— Begin Material for the task —

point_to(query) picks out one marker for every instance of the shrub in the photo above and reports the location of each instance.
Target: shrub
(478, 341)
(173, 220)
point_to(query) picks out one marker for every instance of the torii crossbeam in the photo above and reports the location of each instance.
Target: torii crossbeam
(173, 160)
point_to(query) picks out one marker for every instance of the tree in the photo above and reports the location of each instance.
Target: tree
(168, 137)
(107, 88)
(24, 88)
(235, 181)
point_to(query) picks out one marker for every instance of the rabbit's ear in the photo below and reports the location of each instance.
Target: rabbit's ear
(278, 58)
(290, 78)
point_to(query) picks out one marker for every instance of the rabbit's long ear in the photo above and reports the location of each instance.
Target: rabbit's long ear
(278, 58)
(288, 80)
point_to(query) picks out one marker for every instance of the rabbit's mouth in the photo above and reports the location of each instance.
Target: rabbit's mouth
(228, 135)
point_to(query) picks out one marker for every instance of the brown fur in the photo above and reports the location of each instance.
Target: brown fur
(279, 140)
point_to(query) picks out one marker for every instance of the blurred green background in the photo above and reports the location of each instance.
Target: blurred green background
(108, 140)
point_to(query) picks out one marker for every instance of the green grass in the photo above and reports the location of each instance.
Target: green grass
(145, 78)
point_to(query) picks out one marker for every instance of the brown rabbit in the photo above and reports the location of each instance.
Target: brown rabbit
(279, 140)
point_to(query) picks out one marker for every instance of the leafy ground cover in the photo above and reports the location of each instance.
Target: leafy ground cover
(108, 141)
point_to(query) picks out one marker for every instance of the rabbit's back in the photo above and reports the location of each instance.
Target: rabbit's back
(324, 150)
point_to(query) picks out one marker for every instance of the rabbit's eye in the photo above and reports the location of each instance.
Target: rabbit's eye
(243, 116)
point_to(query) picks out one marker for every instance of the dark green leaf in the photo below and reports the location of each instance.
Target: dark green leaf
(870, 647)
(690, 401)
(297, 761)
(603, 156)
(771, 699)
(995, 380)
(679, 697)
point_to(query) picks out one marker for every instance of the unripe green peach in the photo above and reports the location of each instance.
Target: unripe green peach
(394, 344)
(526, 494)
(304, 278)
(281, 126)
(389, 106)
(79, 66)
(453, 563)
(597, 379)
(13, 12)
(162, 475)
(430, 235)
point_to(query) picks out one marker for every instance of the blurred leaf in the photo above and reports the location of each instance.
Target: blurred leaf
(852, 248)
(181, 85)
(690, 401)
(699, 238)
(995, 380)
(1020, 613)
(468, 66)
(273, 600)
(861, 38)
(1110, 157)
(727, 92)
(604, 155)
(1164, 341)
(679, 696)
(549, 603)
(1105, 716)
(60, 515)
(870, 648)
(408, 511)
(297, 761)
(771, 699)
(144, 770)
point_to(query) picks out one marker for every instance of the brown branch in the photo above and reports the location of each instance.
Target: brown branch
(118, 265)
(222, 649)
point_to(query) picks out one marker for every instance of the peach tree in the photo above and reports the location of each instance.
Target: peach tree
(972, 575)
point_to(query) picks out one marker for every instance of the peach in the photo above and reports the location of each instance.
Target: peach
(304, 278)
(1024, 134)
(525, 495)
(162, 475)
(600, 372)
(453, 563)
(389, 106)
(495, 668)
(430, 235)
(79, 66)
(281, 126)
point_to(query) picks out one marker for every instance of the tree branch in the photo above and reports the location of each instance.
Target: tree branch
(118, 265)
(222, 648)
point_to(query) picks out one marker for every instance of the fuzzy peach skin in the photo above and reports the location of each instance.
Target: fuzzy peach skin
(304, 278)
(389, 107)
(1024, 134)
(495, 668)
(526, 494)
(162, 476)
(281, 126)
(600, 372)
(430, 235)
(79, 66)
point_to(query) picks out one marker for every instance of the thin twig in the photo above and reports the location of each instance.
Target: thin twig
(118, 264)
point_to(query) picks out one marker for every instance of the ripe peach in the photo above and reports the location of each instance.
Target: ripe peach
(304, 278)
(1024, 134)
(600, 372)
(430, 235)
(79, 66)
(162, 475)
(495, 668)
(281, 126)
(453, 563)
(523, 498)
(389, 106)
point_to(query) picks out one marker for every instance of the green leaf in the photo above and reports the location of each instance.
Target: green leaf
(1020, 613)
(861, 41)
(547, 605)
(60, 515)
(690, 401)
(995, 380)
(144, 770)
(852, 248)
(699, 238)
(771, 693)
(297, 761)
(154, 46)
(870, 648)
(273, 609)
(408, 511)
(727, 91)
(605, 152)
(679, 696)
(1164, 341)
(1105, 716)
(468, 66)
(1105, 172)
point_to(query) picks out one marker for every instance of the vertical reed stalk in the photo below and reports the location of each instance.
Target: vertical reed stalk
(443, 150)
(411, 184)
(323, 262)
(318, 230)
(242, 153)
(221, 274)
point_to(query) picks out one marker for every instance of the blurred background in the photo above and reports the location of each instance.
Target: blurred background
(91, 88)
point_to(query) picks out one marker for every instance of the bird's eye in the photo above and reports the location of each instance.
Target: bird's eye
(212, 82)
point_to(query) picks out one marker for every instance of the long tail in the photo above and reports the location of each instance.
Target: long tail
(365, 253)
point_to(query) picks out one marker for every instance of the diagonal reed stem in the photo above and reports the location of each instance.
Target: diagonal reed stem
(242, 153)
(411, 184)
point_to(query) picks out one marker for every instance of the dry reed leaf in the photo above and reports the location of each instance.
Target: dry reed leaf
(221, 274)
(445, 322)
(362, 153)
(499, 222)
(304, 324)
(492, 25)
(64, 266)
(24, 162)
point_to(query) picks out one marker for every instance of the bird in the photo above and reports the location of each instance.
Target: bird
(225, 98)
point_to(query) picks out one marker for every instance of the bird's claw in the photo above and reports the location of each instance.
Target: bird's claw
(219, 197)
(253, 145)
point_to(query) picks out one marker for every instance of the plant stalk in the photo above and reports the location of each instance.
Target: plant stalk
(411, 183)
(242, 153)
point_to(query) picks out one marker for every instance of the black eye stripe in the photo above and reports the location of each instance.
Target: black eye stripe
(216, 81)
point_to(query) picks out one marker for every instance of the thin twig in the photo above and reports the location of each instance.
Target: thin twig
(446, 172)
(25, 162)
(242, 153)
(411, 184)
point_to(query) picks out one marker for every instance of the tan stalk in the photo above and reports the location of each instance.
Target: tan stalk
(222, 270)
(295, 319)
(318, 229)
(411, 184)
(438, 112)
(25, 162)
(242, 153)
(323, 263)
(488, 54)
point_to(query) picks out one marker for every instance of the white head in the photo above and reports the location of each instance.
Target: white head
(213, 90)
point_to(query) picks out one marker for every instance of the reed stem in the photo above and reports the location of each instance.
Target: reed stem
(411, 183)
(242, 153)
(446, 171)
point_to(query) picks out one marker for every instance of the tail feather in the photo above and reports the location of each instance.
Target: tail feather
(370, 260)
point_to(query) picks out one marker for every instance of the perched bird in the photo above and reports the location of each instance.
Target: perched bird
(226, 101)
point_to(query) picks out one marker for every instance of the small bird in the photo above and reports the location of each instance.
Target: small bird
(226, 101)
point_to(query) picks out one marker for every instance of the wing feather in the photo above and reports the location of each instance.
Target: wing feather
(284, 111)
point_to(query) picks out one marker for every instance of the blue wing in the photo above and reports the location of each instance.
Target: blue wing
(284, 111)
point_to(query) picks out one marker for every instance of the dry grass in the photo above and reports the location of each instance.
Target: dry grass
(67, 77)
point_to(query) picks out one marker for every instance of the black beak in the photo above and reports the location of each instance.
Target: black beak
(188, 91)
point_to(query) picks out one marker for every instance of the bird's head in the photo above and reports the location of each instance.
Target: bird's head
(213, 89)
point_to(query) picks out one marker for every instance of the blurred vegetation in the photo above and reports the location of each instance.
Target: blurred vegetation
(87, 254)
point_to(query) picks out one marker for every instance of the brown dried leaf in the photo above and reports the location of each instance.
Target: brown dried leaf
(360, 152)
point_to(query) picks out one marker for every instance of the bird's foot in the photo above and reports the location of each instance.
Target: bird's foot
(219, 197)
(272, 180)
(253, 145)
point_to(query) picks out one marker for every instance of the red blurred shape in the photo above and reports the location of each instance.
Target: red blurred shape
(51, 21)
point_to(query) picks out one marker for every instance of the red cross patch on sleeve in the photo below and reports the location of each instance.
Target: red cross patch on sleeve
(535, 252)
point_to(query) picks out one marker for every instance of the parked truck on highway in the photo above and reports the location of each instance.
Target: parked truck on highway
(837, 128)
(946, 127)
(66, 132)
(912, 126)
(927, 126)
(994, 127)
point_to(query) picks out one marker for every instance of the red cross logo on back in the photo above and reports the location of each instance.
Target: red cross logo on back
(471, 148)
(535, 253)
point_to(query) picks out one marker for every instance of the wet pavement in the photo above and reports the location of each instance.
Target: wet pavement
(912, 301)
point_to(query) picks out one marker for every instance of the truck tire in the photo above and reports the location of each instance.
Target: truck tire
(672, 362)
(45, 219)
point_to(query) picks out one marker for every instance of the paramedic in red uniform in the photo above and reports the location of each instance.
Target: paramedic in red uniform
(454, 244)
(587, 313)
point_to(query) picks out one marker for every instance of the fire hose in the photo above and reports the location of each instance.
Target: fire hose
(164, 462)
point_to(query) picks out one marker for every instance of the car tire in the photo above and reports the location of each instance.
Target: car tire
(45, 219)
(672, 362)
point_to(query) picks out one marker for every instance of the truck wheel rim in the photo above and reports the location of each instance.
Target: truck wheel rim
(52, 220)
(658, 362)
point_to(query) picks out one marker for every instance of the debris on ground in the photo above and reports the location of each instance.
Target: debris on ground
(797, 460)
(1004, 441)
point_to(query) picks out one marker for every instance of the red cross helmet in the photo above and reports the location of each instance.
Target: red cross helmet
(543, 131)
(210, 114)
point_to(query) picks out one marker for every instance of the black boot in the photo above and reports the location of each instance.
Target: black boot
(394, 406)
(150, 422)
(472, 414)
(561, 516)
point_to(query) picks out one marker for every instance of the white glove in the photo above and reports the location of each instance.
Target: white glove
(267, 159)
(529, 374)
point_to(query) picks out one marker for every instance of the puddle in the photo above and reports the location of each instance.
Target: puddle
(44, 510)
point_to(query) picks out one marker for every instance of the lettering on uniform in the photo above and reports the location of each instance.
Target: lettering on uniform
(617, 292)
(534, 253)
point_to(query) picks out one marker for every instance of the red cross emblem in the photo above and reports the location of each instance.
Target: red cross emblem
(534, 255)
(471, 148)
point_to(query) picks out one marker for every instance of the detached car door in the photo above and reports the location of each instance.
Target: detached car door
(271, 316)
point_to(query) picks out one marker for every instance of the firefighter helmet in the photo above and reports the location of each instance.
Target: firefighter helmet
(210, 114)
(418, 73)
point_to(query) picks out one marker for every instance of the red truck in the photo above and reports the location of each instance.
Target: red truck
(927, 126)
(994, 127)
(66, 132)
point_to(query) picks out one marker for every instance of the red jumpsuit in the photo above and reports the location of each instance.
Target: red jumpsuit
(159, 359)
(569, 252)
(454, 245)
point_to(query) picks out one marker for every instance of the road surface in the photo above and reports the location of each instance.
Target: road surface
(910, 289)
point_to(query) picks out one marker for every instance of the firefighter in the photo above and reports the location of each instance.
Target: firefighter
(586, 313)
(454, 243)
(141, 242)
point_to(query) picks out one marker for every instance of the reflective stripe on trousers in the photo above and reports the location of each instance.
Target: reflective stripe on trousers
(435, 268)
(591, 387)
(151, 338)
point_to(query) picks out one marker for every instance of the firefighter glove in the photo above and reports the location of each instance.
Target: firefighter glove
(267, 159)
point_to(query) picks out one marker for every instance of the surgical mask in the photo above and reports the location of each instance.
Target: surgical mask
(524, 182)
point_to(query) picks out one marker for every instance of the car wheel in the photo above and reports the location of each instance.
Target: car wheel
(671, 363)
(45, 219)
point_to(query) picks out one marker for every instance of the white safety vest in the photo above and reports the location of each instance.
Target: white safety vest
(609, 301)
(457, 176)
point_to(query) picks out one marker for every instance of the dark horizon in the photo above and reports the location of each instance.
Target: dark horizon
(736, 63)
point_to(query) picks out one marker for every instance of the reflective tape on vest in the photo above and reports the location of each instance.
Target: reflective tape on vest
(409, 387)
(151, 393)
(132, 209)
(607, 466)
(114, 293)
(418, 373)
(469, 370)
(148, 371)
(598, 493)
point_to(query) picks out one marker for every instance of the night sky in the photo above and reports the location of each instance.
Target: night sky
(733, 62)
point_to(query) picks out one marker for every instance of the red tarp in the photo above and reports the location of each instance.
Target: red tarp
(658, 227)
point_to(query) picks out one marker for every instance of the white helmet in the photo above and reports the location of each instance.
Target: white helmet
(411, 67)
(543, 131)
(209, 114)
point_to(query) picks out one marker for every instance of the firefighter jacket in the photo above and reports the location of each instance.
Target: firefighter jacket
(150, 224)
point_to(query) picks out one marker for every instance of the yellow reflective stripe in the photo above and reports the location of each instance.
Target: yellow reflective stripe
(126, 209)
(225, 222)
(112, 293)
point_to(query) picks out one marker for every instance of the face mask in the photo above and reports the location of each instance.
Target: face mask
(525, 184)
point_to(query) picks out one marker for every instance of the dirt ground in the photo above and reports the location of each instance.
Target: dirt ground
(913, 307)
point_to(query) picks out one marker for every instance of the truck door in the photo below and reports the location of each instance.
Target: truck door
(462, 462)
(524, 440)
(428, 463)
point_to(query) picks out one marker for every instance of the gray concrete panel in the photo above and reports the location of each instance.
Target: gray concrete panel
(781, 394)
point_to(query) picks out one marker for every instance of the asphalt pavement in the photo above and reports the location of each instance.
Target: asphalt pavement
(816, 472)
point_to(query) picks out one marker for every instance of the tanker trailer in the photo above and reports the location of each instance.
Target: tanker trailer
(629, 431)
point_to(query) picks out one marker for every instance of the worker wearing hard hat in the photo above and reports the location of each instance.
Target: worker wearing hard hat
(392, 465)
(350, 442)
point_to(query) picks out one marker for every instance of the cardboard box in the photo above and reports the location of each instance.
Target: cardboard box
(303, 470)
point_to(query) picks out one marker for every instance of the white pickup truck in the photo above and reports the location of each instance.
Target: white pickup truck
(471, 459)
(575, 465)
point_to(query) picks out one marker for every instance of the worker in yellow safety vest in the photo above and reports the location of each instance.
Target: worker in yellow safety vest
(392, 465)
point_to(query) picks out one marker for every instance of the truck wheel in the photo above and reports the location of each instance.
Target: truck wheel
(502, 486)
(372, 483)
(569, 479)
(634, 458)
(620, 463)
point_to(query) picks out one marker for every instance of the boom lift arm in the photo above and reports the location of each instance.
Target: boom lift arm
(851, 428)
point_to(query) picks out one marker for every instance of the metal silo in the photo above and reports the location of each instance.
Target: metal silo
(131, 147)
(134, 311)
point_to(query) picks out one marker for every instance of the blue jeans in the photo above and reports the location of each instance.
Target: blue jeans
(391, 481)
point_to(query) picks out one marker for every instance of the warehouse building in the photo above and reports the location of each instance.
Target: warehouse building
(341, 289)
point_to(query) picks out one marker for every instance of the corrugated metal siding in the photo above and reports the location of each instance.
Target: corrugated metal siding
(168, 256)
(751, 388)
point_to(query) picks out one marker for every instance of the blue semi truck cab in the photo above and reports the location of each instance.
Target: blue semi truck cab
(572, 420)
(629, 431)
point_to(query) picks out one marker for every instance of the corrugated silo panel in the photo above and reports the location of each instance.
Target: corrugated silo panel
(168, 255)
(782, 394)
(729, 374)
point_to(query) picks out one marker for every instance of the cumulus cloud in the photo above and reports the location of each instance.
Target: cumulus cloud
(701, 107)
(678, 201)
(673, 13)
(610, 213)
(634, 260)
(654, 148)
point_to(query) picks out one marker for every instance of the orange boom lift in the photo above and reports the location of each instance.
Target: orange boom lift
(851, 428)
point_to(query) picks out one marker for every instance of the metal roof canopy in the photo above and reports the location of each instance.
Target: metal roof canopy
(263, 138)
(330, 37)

— End Material for the task —

Extract, verbatim, the lines from the one containing "the blue jeans" through the last line of the listing above.

point_to(query) picks out one marker for every instance of the blue jeans in the photo above and reports the location of each instance.
Target: blue jeans
(391, 481)
point_to(query) picks out one marker for every instance of the warehouse building in the photo above and reports the location of each instance.
Target: warehouse building
(341, 289)
point_to(query) picks out one marker for every instance of the corrugated metal siding in the photo above and reports the location of each instance.
Target: corrugated metal siding
(168, 256)
(751, 388)
point_to(query) picks out one marker for every instance of the blue semi truck cab in the photo above and reports the location of each instance.
Target: blue semi truck cab
(572, 420)
(629, 431)
point_to(query) picks out one marker for every instance of the corrugated silo panel in the photo above and reports the location of each instance.
Target: corrugated silo panel
(168, 255)
(782, 394)
(729, 374)
point_to(query) picks out one marker for every instance of the cumulus cloud in the photo above and reports the location of each instance.
Target: cumulus cloud
(701, 107)
(678, 201)
(673, 13)
(610, 213)
(634, 260)
(654, 148)
point_to(query) picks out one marker for every instance of the orange boom lift in the photo above and reports the location of each instance.
Target: orange boom lift
(851, 428)
point_to(query) picks out one marker for every instance of the metal roof canopy in the photo above and reports the location of each instance.
Target: metal roof canopy
(263, 138)
(330, 37)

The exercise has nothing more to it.